§ **EXCERPT**
[DigitalPoint] App for Cloudflare®

[DigitalPoint] App for Cloudflare® 1.8.1

No permission to download
Seems like Cloudflare got their API sorted out now. I did figure out where an API call is being made for the stats block, so still going to do away with that. It's making an API call to determine the domain/zone for building the direct link into your Cloudflare account for the button in the stats block header (in case anyone is curious).

1686760473235.webp

Deciding now if we should cache the domain so it doesn't need to make an API call or if that deeplink into your Cloudflare account is even worth the effort (maybe remove it).
 
The fact that this thread isn't flooded with people seeing the same thing makes me think it's not something on Cloudflare's side.
Maybe it has something to do with 1M attachments we have?

The situation is significantly better after migrating back from R2 to local drive.

Now seeing 20 errors grouped together regarding purging the cache:
Code:
Error: Call to a member function getBody() on array src/addons/DigitalPoint/Cloudflare/Traits/XF.php:146
Generated by: ... 15.06.2023. u 06:48
Stack trace
#0 src/addons/DigitalPoint/Cloudflare/Api/Cloudflare.php(618): DigitalPoint\Cloudflare\Api\Cloudflare->parseResponse(Array)
#1 src/addons/DigitalPoint/Cloudflare/Api/Cloudflare.php(501): DigitalPoint\Cloudflare\Api\CloudflareAbstract->makeRequest('POST', 'zones/......', Array)
#2 src/addons/DigitalPoint/Cloudflare/Repository/Cloudflare.php(1014): DigitalPoint\Cloudflare\Api\CloudflareAbstract->purgeCache('......', Array)
#3 src/addons/DigitalPoint/Cloudflare/XF/Entity/Post.php(52): DigitalPoint\Cloudflare\Repository\CloudflareAbstract->purgeCache(Array)
#4 src/addons/DigitalPoint/Cloudflare/XF/Entity/Post.php(10): DigitalPoint\Cloudflare\XF\Entity\Post->purgeCloudflareCache()
#5 src/addons/XFES/XF/Entity/Post.php(9): DigitalPoint\Cloudflare\XF\Entity\Post->_postSave()
#6 src/XF/Mvc/Entity/Entity.php(1277): XFES\XF\Entity\Post->_postSave()
#7 src/XF/Service/Thread/Replier.php(214): XF\Mvc\Entity\Entity->save(true, false)
#8 src/XF/Service/ValidateAndSavableTrait.php(42): XF\Service\Thread\Replier->_save()
#9 src/XF/Pub/Controller/Thread.php(616): XF\Service\Thread\Replier->save()
#10 src/XF/Mvc/Dispatcher.php(352): XF\Pub\Controller\Thread->actionAddReply(Object(XF\Mvc\ParameterBag))
#11 src/XF/Mvc/Dispatcher.php(259): XF\Mvc\Dispatcher->dispatchClass('XF:Thread', 'AddReply', Object(XF\Mvc\RouteMatch), Object(SV\ElasticSearchEssentials\XF\Pub\Controller\Thread), NULL)
#12 src/XF/Mvc/Dispatcher.php(115): XF\Mvc\Dispatcher->dispatchFromMatch(Object(XF\Mvc\RouteMatch), Object(SV\ElasticSearchEssentials\XF\Pub\Controller\Thread), NULL)
#13 src/XF/Mvc/Dispatcher.php(57): XF\Mvc\Dispatcher->dispatchLoop(Object(XF\Mvc\RouteMatch))
#14 src/XF/App.php(2487): XF\Mvc\Dispatcher->run()
#15 src/XF.php(524): XF\App->run()
#16 index.php(20): XF::runApp('XF\\Pub\\App')
#17 {main}
Request state
array(4) {
  ["url"] => string(127) "/threads/.../add-reply"
  ["referrer"] => string(145) "https://.../threads/....976266/"

§ **INFORMATION SHOWN**
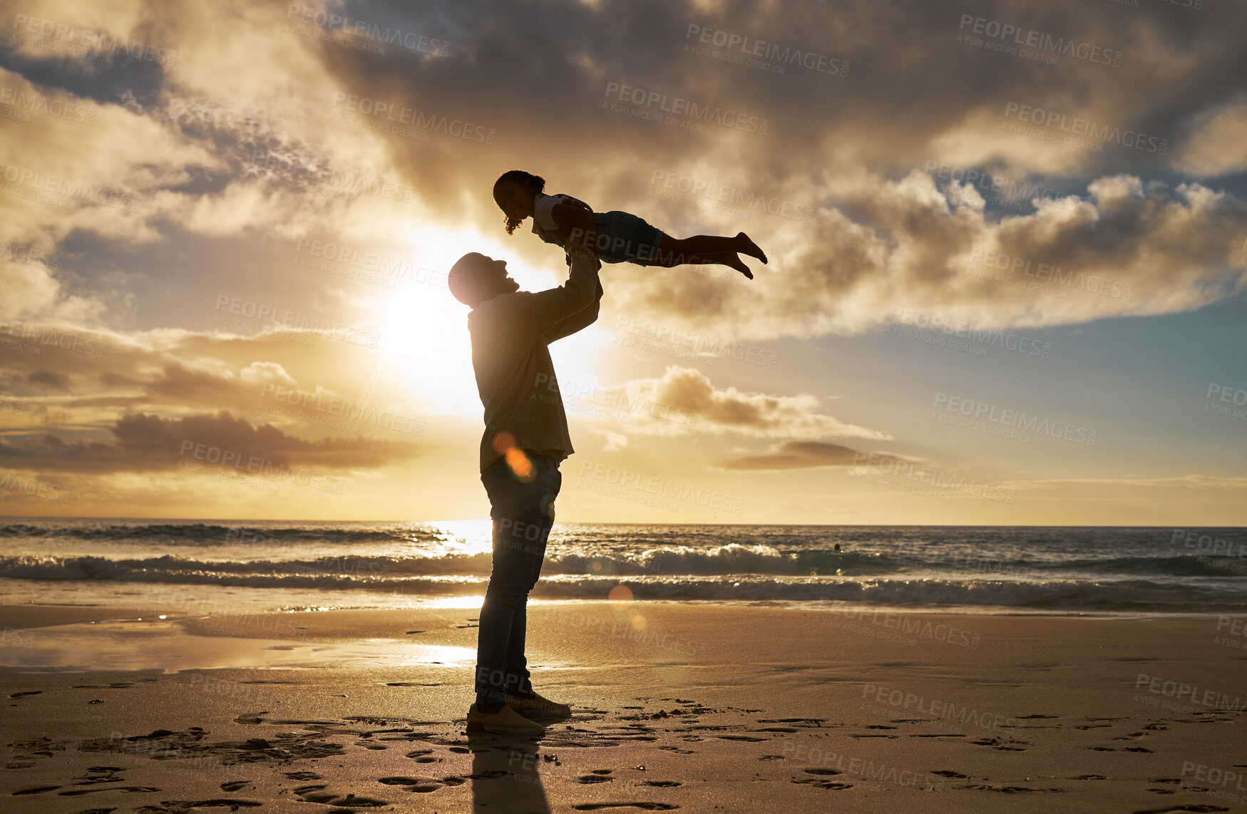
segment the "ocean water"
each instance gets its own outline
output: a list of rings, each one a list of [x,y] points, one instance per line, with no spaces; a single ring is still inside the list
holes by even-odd
[[[469,602],[484,593],[489,551],[489,525],[474,521],[7,519],[0,603],[211,611]],[[1247,529],[557,524],[532,598],[621,595],[974,613],[1243,613]]]

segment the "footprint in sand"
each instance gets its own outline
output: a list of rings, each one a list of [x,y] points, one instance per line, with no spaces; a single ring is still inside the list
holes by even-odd
[[[832,772],[832,774],[839,774],[834,769],[827,769],[827,770]],[[809,772],[809,769],[806,769],[806,772]],[[816,778],[792,778],[791,782],[792,783],[798,783],[798,784],[802,784],[802,785],[813,785],[816,789],[829,789],[832,792],[843,792],[844,789],[852,789],[853,788],[852,783],[839,783],[838,780],[821,780],[817,777]]]
[[[1036,794],[1065,794],[1065,789],[1031,789],[1025,785],[993,785],[990,783],[966,783],[965,785],[959,785],[956,788],[970,789],[971,792],[1003,792],[1004,794],[1019,794],[1025,792],[1033,792]]]
[[[581,803],[571,808],[577,812],[599,812],[604,808],[638,808],[642,812],[671,812],[680,807],[671,803]]]
[[[383,805],[390,805],[390,803],[385,800],[378,800],[370,797],[357,797],[355,794],[327,792],[327,788],[328,787],[324,785],[301,785],[294,789],[294,795],[301,803],[323,803],[327,805],[340,805],[343,808],[380,808]],[[226,803],[226,805],[229,805],[229,803]]]
[[[1010,745],[1010,744],[1015,744],[1015,743],[1026,743],[1025,740],[1008,740],[1008,742],[1005,742],[1005,740],[1001,740],[1000,738],[983,738],[980,740],[971,740],[970,743],[973,743],[976,747],[991,747],[993,749],[998,749],[1000,752],[1025,752],[1026,750],[1023,747]]]
[[[389,778],[379,778],[377,782],[384,783],[385,785],[402,785],[408,792],[416,792],[420,794],[436,792],[438,789],[441,788],[441,783],[439,783],[434,778],[389,777]]]

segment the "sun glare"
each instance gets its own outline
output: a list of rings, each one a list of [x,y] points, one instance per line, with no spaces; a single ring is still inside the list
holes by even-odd
[[[508,273],[522,290],[561,285],[566,273],[557,269],[556,274],[554,267],[531,267],[513,259],[506,244],[481,238],[471,229],[413,227],[408,238],[415,264],[421,269],[421,282],[407,283],[377,300],[382,363],[374,386],[419,411],[479,418],[481,404],[473,375],[469,309],[451,297],[445,285],[446,272],[465,253],[475,251],[508,261]],[[577,391],[585,390],[586,383],[590,388],[596,385],[590,371],[597,349],[609,339],[595,328],[579,334],[577,343],[551,348],[560,385],[567,390],[572,386],[565,383],[574,383]]]

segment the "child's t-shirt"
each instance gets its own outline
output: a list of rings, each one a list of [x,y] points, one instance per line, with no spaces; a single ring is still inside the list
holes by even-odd
[[[555,246],[562,246],[562,241],[560,241],[556,234],[559,224],[554,221],[554,208],[560,203],[576,206],[592,212],[592,208],[587,203],[574,198],[570,194],[545,194],[544,192],[536,193],[532,198],[532,233],[546,243],[554,243]]]

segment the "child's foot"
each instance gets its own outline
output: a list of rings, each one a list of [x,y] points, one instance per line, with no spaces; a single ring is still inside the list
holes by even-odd
[[[752,239],[749,239],[748,234],[746,234],[744,232],[737,232],[736,233],[736,239],[737,239],[737,242],[741,243],[741,248],[737,249],[738,252],[741,252],[743,254],[748,254],[749,257],[756,257],[759,261],[762,261],[763,264],[767,262],[767,253],[763,252],[758,247],[757,243],[754,243]],[[749,277],[753,277],[753,275],[751,274]]]

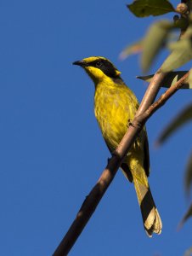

§ **TASK REQUIREMENTS**
(a) In the Cloudflare app thread, what change made the situation significantly better?
(b) Carry on the Cloudflare app thread from its last line.
The entries are separate material, unrelated to the Cloudflare app thread.

§ **TASK-BY-TASK ANSWERS**
(a) Migrating back from R2 to the local drive.

(b)
  ["_GET"] => array(1) {
    ["/threads/...976266/add-reply"] => string(0) ""
  }
  ["_POST"] => array(10) {
    ["_xfToken"] => string(8) "********"
    ["message_html"] => string(178) "..."
    ["attachment_hash"] => string(32) "..."
    ["attachment_hash_combined"] => string(88) "..."
    ["last_date"] => string(10) "..."
    ["last_known_date"] => string(10) "..."
    ["load_extra"] => string(1) "1"
    ["_xfRequestUri"] => string(118) "/threads/....976266/"
    ["_xfWithData"] => string(1) "1"
    ["_xfResponseType"] => string(4) "json"
  }
}
Maybe all CF actions should be done async, so they don't interfere with regular forum behaviour?
 
No, it’s not the number of attachments, it’s connectivity issues between your server and Cloudflare.

I hate to say it, but you probably want to disable guest page caching. Your server is having connectivity problems to Cloudflare (it’s not an R2 issue, it’s a connectivity issue to Cloudflare for your server). Looks to me like you are getting errors with any API call (that’s the API call for purging the cache). Trying to run it async isn’t going to solve the problem, it’s only going to hide that there is a problem.

Like I said in a previous post, if this was a widespread issue with Cloudflare, this thread would be completely filled with everyone seeing the same thing. But it seems to just be your server for whatever reason.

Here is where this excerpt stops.